• EXCERPT TO READ:
For me one of the most interesting chairs at the exhibition was not a chair but a 3-legged stool, not made so much as grown, by Chris Cattle. Chris is not a craftsman but an eco-inspired ex-designer for industry. Chris has had the brilliant idea of adapting the training and grafting of young trees to enable the 3-legs of the stool to be jointed together in a natural manner. These 3-legs shown here had not been jointed but grown together. The process takes four or five years but thats not long in the great scheme of things and the potential of this scheme is really quite inspirational.

Ive know David Colewells steamed ash chairs for many years, although Ive admired his simple clean designs its always baffled me why he has appearedto be making variations of the same chair for the past 25 years. But his seminar piece was interesting and informative as it explained how he develops each component for what he calls performance. He went on to compare two recent chairs which though superficially similar were quite fundamentally different in structure. David has a view that if one could improve the performance of each component the appearance would improve as a consequence rather like the World War Two Spitfire fighter plane was a supremely efficient piece of aeronautic design and incidentally a very beautiful aeroplane. David would say consequently a very beautiful aeroplane and I think I agree.

Id never had a chance to meet Guy Martin before. Even though hes a member of the same Crafts Guild as myself and weve exhibited in the same regional exhibition in the past. Guys first paragraph of the catalogue entry resonated perhaps more so than any other aspect of the whole event. for me design is a listening process. I come to acknowledge that the best craft is an act of love, sacrificing self to the nature of designing and making. Certainly most of us engaged in this activity would feel that to be a statement of some truth. I was fascinated to talk with Guy about how he arrived at the constructional process that underpins his designs. The breakthrough came apparently when Guy saw an American maker bending and pinning together round sections and smaller sectioned timbers and laying each upon its neighbour and simply pinning it together with a brass or stainless steel pin. Again like David Colwell triangulation of the structures are very important . The use of the inherently strong small bendable complete sections of willow makes a resilient and flexible structure. Here Guy is using the strength of nature to his advantage rather than as most of do chopping up strong form then trying to regain strength by glueing it back together The technology of Guys furniture was low skill and is not time intensive therefore making his products relatively inexpensive and accessible.

Ive enjoyed seeing some of Scott Woykas work at recent exhibitions but have never had the chance to meet him. Scotts Sundowner chair is another example of simple elegant comfortable chair making. It was a pleasure to meet Scott and his lovely family and be able to touch base with another furniture maker in the South West.

As I was moving between seminars I was collared by Alun Heslop. A chair maker from Switzerland, though he is himself not Swiss. He collared me and showed me a portfolio of work which was in many ways far more impressive than the chair he had at the exhibition. Alun is setting up a workshop in Switzerland and he is geographically wonderfully placed to provide a service either for the Swiss or the German or the French or the Italian speaking furniture buying public in Switzerland. See his work on www.chaircreative.com.

Another person I didnt meet but wanted to was Brian Maiden who had a lovely looking laminated armchair, catch his work at www.brianmaiden.com.

Another person who was on my list I wanted to meet but didn’t run across was Christopher Rose who showed a pretty convincing contemporary chair. This doesnt surprise me as hes the programme leader for 3d Design at the University of Brighton and a visiting professor in furniture design at the Rhode Island School of Design in the USA. Catch his work on www.brighton.ac.uk/arts/research.

[Image point annotation entries]
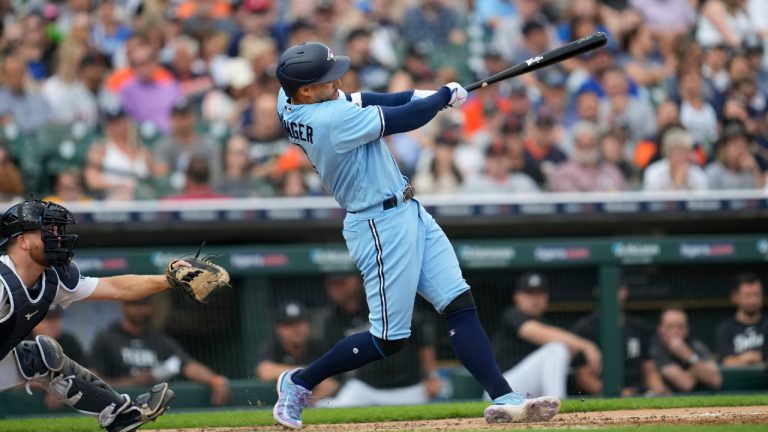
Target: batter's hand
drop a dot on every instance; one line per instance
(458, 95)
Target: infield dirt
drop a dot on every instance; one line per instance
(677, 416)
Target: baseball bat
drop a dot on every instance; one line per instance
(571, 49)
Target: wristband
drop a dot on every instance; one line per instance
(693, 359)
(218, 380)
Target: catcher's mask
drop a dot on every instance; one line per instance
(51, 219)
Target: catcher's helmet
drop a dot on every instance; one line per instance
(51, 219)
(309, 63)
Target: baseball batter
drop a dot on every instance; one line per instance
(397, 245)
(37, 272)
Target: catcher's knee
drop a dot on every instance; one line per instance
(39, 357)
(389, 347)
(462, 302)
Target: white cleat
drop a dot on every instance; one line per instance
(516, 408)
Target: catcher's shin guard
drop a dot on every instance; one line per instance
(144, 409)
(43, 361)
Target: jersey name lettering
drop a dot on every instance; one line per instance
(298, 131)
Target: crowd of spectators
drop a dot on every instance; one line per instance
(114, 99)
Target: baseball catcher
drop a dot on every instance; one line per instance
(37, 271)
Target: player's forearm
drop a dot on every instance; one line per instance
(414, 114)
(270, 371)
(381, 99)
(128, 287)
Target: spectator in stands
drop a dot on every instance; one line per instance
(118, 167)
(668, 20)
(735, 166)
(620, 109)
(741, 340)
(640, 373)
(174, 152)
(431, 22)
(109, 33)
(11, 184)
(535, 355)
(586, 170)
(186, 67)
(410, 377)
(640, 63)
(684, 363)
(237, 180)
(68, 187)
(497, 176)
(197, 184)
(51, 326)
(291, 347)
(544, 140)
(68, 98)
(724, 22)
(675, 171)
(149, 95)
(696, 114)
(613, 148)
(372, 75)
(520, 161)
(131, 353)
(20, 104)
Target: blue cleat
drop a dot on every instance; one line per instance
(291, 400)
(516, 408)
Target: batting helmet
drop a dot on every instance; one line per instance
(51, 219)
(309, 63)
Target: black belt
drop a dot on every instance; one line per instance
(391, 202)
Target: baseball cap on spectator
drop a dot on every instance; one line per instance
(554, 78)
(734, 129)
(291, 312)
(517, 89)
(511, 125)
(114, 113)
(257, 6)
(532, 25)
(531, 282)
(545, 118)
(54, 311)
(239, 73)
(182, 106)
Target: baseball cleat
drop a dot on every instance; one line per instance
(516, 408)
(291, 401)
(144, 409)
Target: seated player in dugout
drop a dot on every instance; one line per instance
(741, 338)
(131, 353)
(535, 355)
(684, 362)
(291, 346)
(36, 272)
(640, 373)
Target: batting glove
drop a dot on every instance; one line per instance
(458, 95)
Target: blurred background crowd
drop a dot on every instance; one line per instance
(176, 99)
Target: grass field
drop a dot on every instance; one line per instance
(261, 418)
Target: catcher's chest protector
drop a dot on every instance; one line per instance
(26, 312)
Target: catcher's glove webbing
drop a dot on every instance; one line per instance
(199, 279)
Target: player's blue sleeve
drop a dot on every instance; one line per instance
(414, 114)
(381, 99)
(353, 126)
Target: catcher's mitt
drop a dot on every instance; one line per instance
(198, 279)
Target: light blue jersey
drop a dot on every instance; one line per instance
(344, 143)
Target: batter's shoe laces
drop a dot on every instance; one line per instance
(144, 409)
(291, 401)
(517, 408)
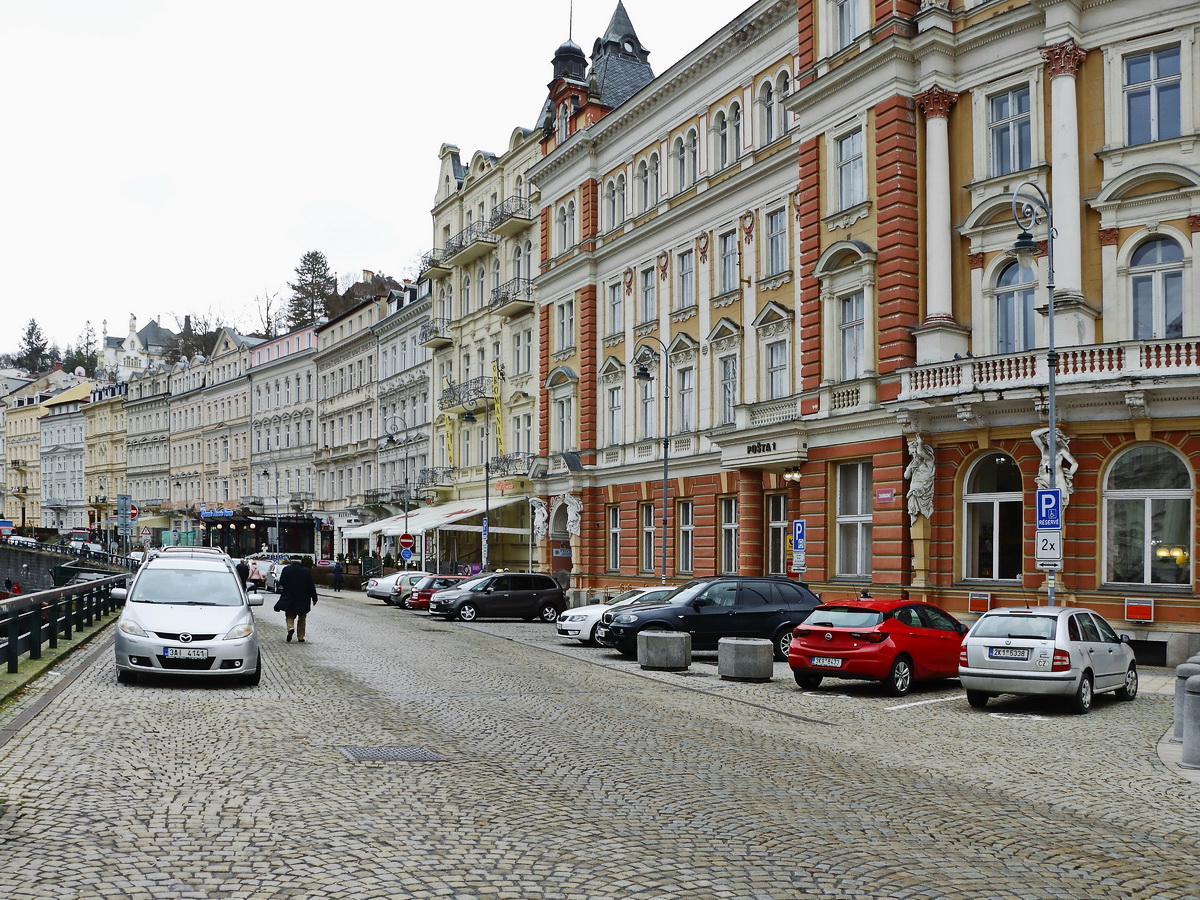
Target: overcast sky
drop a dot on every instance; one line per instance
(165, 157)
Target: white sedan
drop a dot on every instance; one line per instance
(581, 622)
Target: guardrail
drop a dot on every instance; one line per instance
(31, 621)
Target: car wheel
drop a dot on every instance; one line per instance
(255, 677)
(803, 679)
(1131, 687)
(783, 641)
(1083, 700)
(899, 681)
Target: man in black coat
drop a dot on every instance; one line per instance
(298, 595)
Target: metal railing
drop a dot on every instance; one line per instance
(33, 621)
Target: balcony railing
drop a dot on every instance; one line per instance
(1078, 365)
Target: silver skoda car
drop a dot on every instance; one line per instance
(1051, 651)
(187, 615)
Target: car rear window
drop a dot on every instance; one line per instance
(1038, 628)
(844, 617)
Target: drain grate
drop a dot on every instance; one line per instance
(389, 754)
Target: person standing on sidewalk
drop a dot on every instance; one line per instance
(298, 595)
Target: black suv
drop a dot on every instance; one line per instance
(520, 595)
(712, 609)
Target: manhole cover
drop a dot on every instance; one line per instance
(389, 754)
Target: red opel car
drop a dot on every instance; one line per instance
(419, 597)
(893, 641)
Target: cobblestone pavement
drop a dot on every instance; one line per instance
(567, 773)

• PROBLEMS AND TASKS:
(a) According to the exhibition write-up, how long does it take to grow the three legs of Chris Cattle's stool together?
(b) Reproduce word for word the passage of the exhibition write-up starting at "As I was moving" and ending at "work on www.chaircreative.com.".
The listing comes from a separate source, unrelated to the exhibition write-up.

• RESPONSE LIST:
(a) Four or five years.

(b)
As I was moving between seminars I was collared by Alun Heslop. A chair maker from Switzerland, though he is himself not Swiss. He collared me and showed me a portfolio of work which was in many ways far more impressive than the chair he had at the exhibition. Alun is setting up a workshop in Switzerland and he is geographically wonderfully placed to provide a service either for the Swiss or the German or the French or the Italian speaking furniture buying public in Switzerland. See his work on www.chaircreative.com.